*BRIEF*. Verbatim output of all the material below is required.

*Records from a point labeling set*.

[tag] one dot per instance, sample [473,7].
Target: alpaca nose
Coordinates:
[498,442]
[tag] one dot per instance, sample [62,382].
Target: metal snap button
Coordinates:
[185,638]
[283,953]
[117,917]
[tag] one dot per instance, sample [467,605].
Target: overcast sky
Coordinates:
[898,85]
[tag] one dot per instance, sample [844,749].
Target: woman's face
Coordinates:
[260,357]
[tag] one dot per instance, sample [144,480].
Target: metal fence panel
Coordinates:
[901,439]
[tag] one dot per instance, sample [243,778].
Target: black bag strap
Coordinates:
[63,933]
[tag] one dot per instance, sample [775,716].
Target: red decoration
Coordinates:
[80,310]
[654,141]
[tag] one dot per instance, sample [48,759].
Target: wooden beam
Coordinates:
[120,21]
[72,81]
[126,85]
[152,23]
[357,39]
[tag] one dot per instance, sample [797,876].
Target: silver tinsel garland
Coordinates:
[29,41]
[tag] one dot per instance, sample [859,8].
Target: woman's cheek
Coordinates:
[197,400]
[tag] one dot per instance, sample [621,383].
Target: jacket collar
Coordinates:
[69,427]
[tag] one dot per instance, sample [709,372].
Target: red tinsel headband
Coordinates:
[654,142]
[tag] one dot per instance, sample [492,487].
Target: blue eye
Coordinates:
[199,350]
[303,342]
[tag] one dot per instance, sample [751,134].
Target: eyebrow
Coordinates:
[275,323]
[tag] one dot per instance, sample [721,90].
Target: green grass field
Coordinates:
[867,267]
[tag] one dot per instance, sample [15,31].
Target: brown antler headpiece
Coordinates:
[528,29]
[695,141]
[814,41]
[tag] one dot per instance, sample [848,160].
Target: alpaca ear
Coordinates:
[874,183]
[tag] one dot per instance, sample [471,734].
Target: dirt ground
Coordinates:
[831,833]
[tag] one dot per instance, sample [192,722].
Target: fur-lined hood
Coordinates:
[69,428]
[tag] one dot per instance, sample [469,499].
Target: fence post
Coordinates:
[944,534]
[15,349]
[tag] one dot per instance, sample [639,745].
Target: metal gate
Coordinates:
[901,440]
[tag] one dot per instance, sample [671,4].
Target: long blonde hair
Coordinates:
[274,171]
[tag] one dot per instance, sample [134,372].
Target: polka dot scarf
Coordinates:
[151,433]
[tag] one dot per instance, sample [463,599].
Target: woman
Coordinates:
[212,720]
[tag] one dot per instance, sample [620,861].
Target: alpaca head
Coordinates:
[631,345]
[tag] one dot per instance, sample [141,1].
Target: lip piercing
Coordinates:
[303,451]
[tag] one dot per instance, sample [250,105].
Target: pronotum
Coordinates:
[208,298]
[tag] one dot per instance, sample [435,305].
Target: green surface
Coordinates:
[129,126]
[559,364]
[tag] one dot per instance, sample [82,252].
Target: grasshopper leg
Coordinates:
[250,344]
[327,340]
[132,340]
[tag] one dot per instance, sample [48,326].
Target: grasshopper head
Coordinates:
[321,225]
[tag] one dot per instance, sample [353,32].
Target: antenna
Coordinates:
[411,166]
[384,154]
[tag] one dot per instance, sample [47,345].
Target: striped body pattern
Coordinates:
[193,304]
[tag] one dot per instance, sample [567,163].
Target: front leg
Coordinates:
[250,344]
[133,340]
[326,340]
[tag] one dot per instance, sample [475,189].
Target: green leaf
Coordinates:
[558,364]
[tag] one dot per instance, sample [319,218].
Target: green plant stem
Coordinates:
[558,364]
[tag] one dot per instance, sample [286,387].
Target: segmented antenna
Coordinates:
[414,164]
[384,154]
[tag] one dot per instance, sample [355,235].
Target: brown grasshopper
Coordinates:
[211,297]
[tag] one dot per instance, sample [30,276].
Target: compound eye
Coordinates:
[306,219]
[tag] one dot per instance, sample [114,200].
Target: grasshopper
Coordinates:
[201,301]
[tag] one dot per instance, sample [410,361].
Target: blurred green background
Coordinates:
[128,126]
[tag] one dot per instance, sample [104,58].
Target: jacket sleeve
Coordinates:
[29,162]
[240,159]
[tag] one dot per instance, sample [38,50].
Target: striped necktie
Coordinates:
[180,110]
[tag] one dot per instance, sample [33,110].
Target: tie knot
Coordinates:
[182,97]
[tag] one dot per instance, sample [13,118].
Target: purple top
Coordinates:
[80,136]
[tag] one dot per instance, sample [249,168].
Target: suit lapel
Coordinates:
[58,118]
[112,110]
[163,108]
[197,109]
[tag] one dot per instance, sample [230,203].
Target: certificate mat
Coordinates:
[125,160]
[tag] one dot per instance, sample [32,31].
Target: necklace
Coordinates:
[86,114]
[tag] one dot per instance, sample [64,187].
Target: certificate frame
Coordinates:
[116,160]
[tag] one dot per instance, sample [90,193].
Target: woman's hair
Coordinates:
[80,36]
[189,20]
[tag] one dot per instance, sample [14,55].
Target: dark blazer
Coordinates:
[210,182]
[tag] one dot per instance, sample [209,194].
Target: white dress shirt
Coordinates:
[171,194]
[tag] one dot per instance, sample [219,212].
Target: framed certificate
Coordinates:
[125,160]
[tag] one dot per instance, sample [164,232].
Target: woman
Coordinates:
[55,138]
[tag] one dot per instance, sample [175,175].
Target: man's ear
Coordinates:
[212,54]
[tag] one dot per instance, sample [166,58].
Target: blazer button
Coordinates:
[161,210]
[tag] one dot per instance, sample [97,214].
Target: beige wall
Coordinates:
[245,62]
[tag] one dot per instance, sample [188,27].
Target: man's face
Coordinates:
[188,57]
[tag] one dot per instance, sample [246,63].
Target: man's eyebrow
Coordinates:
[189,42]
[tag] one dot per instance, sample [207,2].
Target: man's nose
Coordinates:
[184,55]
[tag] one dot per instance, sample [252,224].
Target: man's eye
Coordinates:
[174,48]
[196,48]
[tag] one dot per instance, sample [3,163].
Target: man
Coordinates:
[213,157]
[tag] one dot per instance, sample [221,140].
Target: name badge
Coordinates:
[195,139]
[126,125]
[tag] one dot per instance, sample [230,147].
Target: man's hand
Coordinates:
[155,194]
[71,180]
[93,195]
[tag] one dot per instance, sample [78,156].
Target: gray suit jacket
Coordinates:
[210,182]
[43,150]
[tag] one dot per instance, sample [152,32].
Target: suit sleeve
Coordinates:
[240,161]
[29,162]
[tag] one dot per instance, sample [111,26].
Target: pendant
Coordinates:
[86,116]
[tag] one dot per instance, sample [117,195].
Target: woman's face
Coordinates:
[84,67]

*TASK RESULT*.
[tag] one dot per instance, sample [473,7].
Target: alpaca nose
Coordinates:
[498,442]
[tag] one dot per instance, sample [62,382].
Target: metal snap button
Coordinates:
[185,638]
[283,953]
[117,917]
[tag] one dot per instance, sample [467,605].
Target: overcast sky
Coordinates:
[898,85]
[tag] one dot per instance, sample [844,749].
Target: woman's face
Coordinates:
[260,357]
[tag] one dot per instance, sample [144,480].
Target: metal fence panel
Coordinates:
[901,439]
[tag] one dot per instance, sample [243,778].
Target: black bag strap
Coordinates:
[63,933]
[tag] one dot per instance, sample [775,716].
Target: red decoration
Coordinates:
[80,310]
[654,141]
[tag] one dot per instance, sample [48,759].
Target: wooden beam
Coordinates:
[120,21]
[72,81]
[126,85]
[152,23]
[357,39]
[tag] one dot per instance, sample [797,876].
Target: silver tinsel garland
Coordinates:
[29,41]
[tag] one dot per instance, sample [859,8].
Target: woman's cheek
Coordinates:
[197,400]
[tag] one dot per instance, sample [621,383].
Target: jacket collar
Coordinates:
[69,427]
[tag] one dot per instance, sample [709,372].
Target: red tinsel headband
Coordinates:
[654,142]
[tag] one dot per instance, sample [492,487].
Target: blue eye
Coordinates:
[199,350]
[303,342]
[tag] one dot per instance, sample [751,134].
Target: eyebrow
Coordinates:
[275,323]
[tag] one dot per instance, sample [721,90].
Target: green grass field
Coordinates:
[867,267]
[tag] one dot per instance, sample [15,31].
Target: brown antler headpiece
Coordinates:
[528,29]
[695,141]
[814,41]
[tag] one dot per instance, sample [848,160].
Target: alpaca ear
Coordinates:
[874,183]
[tag] one dot per instance, sample [471,734].
Target: dirt ground
Coordinates:
[831,833]
[tag] one dot per instance, sample [192,722].
Target: fur-lined hood
Coordinates:
[69,428]
[tag] one dot per instance, sample [469,499].
Target: fence post
Coordinates:
[944,534]
[15,349]
[tag] one dot per instance, sample [639,745].
Target: metal gate
Coordinates:
[901,440]
[tag] one dot per instance, sample [671,4].
Target: long blonde hair
Coordinates:
[274,171]
[tag] one dot per instance, sample [134,372].
Target: polka dot scarf
Coordinates:
[151,433]
[tag] one dot per instance, sample [463,599].
Target: woman
Coordinates:
[212,720]
[tag] one dot per instance, sample [620,861].
Target: alpaca head
Coordinates:
[631,345]
[tag] one dot per instance, sample [141,1].
Target: lip piercing
Coordinates:
[303,451]
[tag] one dot per instance, sample [250,105].
Target: pronotum
Coordinates:
[208,298]
[tag] one dot per instance, sample [435,305].
Target: green surface
Coordinates:
[129,126]
[559,364]
[tag] one dot per instance, sample [82,252].
Target: grasshopper leg
Coordinates:
[250,344]
[327,340]
[132,340]
[tag] one dot per instance, sample [48,326].
Target: grasshopper head
Coordinates:
[321,225]
[tag] one dot per instance, sample [353,32].
Target: antenna
Coordinates:
[411,166]
[384,154]
[tag] one dot per instance, sample [47,345].
Target: striped body pattern
Coordinates:
[193,304]
[tag] one dot per instance, sample [567,163].
Target: front leg
Coordinates:
[250,344]
[133,340]
[326,340]
[tag] one dot per instance, sample [475,189].
Target: green leaf
Coordinates:
[558,364]
[tag] one dot per instance, sample [319,218].
Target: green plant stem
Coordinates:
[558,364]
[tag] one dot per instance, sample [286,387].
Target: segmented antenna
Coordinates:
[414,164]
[384,154]
[tag] one dot per instance, sample [355,235].
Target: brown grasshopper
Coordinates:
[211,297]
[tag] one dot per instance, sample [30,276].
Target: compound eye
Coordinates:
[306,219]
[tag] one dot per instance, sample [114,200].
Target: grasshopper
Coordinates:
[201,301]
[tag] one dot per instance, sample [410,361].
Target: blurred green background
Coordinates:
[128,126]
[tag] one dot per instance, sample [104,58].
Target: jacket sleeve
Coordinates:
[29,162]
[240,159]
[tag] one dot per instance, sample [38,50].
Target: striped necktie
Coordinates:
[180,110]
[tag] one dot per instance, sample [33,110].
Target: tie knot
Coordinates:
[182,97]
[tag] one dot per instance, sample [13,118].
Target: purple top
Coordinates:
[80,136]
[tag] one dot per instance, sample [249,168].
Target: suit lapel
Coordinates:
[58,118]
[112,110]
[163,108]
[197,109]
[tag] one dot per instance, sample [230,203].
Target: certificate mat
Coordinates:
[125,160]
[tag] one dot per instance, sample [32,31].
Target: necklace
Coordinates:
[86,114]
[tag] one dot per instance, sample [64,187].
Target: certificate frame
Coordinates:
[116,160]
[tag] one dot per instance, sample [90,193].
Target: woman's hair
Coordinates:
[80,36]
[189,20]
[tag] one dot per instance, sample [14,55].
Target: dark blazer
Coordinates:
[210,182]
[tag] one dot per instance, sample [209,194].
Target: white dress shirt
Coordinates:
[171,194]
[tag] one dot per instance, sample [219,212].
Target: framed certificate
Coordinates:
[125,160]
[tag] one dot per instance, sample [164,232].
Target: woman
Coordinates:
[55,138]
[tag] one dot per instance, sample [175,175].
Target: man's ear
Coordinates:
[212,54]
[tag] one dot per instance, sample [166,58].
Target: blazer button
Coordinates:
[161,210]
[tag] one dot per instance, sample [97,214].
Target: beige wall
Coordinates:
[245,62]
[tag] one dot per instance, sample [188,27].
Target: man's face
Coordinates:
[188,57]
[tag] one dot per instance, sample [246,63].
Target: man's eyebrow
Coordinates:
[189,42]
[tag] one dot per instance, sample [207,2].
Target: man's nose
Coordinates:
[184,55]
[tag] one dot per instance, sample [252,224].
Target: man's eye
Coordinates:
[174,48]
[196,48]
[tag] one dot per instance, sample [3,163].
Target: man
Coordinates:
[213,157]
[tag] one dot per instance, sample [221,140].
Target: name badge
Coordinates:
[195,139]
[126,125]
[tag] one dot per instance, sample [230,147].
Target: man's hand
Coordinates:
[155,194]
[71,180]
[93,195]
[tag] one dot per instance, sample [78,156].
Target: gray suit jacket
Coordinates:
[210,182]
[43,150]
[tag] one dot per instance, sample [152,32].
Target: suit sleeve
Coordinates:
[240,161]
[29,162]
[tag] one dot per instance, sample [111,26].
Target: pendant
Coordinates:
[86,116]
[tag] one dot per instance, sample [117,195].
Target: woman's face
Coordinates:
[84,67]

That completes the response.